> **Job 1**
From the book review below, list the painters whose paintings Pascal collected.

Une jolie Parisienne in Provence during the turbulent World War II years comes to understand love and great art to the core of her being.

In a sweeping historical novel set in Vichy, France, Lisette Roux, a 20-year-old bride who longs for “window-shopping, cabaret hopping, gallery gazing,” grudgingly moves out of Paris to the rural south to take care of her new husband André’s aging grandfather in 1937. “How are we going to survive in a town without a gallery?” she asks in dismay. But Pascal is not your ordinary grandpère: An ochre miner–turned–pigment salesman, he befriended young, unappreciated painters and amassed a collection of Cézanne, Pissarro and Picasso paintings. After Pascal dies, the loving couple is cast out of an Edenic existence following the German invasion of France. André enlists to fight the Nazis and meets a tragic end midway through the book. Lisette’s short stay in Provence stretches out more than a decade, prolonged by the war and her determined attempt to find Pascal’s pictures, which André hid for safekeeping before going to war. Lisette’s sensibility deepens as she grows closer to former prisoner of war Maxime Legrand, André’s fellow soldier and best friend. Marc and Bella Chagall, hiding in Provence because they are Jewish, show up for a brief but blazing cameo appearance. Vreeland, who has proven in earlier art-themed best-sellers that she has an exquisite eye for detail, is enormously talented at establishing the important societal role of art, particularly relevant here as the Nazis both steal and burn it. While her prose can get a bit fluffy (“apricot trees blossoming with pinkish-white petals like flakes of the moon”) and the book wraps up a tad too tidily, her deeply researched novel is mesmerizing.

> **Dataset records**
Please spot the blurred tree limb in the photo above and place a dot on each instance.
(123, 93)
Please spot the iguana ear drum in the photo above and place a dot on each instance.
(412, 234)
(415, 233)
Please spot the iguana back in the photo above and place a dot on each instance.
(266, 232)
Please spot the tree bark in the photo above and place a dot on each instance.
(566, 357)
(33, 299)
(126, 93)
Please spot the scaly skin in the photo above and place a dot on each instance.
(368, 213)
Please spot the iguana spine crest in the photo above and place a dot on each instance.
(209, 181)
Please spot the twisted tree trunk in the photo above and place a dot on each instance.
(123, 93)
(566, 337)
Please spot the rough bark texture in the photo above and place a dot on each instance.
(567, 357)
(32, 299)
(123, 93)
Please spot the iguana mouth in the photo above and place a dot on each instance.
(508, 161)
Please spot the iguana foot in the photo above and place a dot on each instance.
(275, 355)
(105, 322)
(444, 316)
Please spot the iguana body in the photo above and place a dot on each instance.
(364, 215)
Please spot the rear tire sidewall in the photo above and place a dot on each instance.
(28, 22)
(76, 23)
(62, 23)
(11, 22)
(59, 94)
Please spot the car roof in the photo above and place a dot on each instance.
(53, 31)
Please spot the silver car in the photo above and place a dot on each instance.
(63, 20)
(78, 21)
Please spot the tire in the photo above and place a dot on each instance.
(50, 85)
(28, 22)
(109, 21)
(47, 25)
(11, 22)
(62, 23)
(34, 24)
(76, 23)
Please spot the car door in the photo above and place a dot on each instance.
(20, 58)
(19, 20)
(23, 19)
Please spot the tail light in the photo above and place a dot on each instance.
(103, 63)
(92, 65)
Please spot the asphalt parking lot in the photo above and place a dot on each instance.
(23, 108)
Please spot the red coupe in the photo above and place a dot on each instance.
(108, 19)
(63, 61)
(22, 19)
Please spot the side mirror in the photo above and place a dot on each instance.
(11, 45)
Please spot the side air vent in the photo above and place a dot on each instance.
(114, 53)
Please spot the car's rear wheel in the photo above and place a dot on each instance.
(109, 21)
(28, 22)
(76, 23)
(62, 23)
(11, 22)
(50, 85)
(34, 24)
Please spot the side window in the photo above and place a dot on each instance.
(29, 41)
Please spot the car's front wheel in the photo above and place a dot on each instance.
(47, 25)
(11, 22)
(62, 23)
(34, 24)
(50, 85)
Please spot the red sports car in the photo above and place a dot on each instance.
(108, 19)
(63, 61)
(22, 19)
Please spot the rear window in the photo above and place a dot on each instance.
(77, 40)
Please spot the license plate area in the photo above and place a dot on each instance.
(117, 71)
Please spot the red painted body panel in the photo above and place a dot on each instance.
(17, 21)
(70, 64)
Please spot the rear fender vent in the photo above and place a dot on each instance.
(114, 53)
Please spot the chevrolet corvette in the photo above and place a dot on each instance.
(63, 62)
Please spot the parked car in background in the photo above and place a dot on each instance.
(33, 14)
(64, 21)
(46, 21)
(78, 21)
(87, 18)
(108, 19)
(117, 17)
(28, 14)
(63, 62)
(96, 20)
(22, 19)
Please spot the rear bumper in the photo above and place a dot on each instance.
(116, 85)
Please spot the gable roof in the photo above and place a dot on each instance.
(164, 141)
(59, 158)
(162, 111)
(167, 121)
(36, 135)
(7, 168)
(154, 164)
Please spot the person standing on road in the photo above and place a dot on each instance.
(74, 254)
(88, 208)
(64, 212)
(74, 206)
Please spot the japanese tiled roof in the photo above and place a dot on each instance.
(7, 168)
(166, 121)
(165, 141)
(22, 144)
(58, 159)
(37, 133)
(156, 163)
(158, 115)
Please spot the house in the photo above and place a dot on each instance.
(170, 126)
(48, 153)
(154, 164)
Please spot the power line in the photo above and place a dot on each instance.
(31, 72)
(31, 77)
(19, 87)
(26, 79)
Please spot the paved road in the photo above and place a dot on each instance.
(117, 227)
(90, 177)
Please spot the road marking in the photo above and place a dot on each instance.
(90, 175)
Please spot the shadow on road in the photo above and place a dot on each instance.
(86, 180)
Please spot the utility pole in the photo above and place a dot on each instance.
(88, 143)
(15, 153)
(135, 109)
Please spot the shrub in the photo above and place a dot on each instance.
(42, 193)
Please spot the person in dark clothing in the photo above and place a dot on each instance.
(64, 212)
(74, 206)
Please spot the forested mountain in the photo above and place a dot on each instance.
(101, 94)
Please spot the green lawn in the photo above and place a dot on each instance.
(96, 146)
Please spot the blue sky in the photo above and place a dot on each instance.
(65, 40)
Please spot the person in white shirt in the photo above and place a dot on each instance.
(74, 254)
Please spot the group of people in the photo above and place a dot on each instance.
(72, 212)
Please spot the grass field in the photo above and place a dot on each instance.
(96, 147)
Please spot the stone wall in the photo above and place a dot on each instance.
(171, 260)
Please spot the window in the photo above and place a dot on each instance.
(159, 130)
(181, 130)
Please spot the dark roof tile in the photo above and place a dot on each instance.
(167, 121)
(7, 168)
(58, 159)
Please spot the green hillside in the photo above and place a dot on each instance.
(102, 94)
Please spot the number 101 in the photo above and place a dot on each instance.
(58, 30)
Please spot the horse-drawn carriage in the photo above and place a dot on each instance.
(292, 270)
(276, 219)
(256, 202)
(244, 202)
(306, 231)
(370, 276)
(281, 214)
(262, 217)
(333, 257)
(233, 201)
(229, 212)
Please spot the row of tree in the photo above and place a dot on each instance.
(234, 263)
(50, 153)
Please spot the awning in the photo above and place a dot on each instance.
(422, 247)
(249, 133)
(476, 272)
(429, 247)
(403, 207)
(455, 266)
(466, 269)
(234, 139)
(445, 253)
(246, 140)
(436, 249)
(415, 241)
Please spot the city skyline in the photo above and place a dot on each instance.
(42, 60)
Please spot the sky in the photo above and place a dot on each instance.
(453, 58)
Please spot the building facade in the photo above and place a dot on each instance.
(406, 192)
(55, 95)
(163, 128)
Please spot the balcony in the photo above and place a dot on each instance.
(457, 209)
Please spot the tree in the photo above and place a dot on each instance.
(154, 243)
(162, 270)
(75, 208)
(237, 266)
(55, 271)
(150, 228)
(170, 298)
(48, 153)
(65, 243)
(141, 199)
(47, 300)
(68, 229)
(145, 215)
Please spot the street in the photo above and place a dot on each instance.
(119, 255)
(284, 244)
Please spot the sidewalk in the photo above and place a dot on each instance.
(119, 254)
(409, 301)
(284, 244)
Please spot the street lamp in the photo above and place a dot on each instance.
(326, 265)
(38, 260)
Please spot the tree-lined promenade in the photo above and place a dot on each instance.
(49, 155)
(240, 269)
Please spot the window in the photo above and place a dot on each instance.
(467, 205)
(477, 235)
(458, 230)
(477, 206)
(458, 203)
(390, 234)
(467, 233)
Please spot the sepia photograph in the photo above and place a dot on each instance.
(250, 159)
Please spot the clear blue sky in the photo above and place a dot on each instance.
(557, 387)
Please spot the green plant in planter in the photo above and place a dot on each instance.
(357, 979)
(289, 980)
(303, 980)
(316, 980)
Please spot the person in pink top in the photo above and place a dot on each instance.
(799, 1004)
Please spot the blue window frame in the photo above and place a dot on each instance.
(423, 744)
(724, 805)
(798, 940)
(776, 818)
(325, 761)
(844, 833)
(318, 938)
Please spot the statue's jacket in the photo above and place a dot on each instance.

> **Job 2**
Count the lines of the listing above that contain the string "tire", treating uppercase and lowercase as different. Reply with the number only.

> **Full solution 1**
Cézanne, Pissarro, Picasso

> **Full solution 2**
2